### 任务数据:
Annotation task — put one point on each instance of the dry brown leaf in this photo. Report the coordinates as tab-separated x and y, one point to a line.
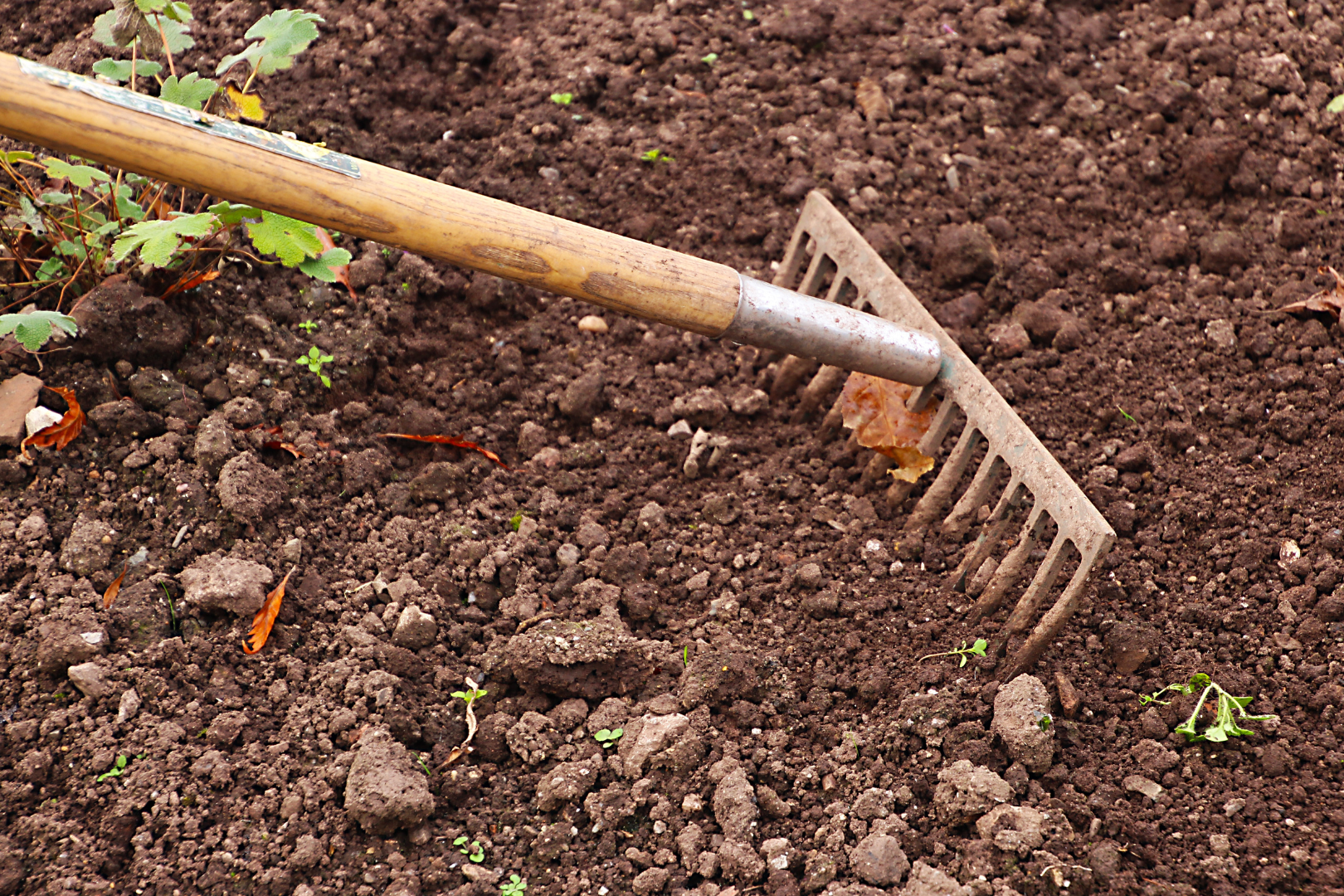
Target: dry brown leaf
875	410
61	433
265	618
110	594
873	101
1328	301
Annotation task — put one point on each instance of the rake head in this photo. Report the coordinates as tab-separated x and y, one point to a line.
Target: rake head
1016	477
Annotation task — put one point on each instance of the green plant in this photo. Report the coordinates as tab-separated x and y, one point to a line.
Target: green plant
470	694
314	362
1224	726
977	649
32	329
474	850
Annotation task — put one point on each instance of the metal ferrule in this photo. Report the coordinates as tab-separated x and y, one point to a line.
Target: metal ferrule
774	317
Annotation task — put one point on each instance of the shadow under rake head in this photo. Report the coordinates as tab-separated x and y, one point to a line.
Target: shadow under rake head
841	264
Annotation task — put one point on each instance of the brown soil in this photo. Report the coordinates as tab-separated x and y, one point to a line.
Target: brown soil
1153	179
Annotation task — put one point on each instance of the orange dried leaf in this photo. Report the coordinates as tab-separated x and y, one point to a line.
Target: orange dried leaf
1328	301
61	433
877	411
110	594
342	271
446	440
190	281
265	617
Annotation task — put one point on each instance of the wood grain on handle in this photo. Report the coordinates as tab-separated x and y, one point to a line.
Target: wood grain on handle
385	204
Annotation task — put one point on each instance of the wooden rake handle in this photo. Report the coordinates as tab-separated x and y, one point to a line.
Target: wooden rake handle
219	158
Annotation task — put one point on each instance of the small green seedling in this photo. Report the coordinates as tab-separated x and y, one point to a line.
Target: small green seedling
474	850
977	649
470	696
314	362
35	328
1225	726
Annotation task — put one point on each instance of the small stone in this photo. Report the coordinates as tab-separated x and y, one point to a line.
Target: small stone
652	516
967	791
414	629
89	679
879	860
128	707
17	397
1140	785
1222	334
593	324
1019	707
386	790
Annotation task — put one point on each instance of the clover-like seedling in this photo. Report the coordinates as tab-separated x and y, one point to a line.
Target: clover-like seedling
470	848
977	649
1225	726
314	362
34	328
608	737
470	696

### 任务要求:
请把从含有"of the clover-like"的那一行到数据末尾的这段数据转成两列CSV，列名分别为"任务"和"答案"，每条数据占一行。每行的文字和答案各放进一个加引号的字段，其中的换行一律改为空格。

### 本题答案:
任务,答案
"Annotation task — put one point on each instance of the clover-like seedling in this photo. Report the coordinates as tab-separated x and y, one point to a line. Target: clover-like seedling","470	848 977	649 1225	726 314	362 34	328 608	737 470	696"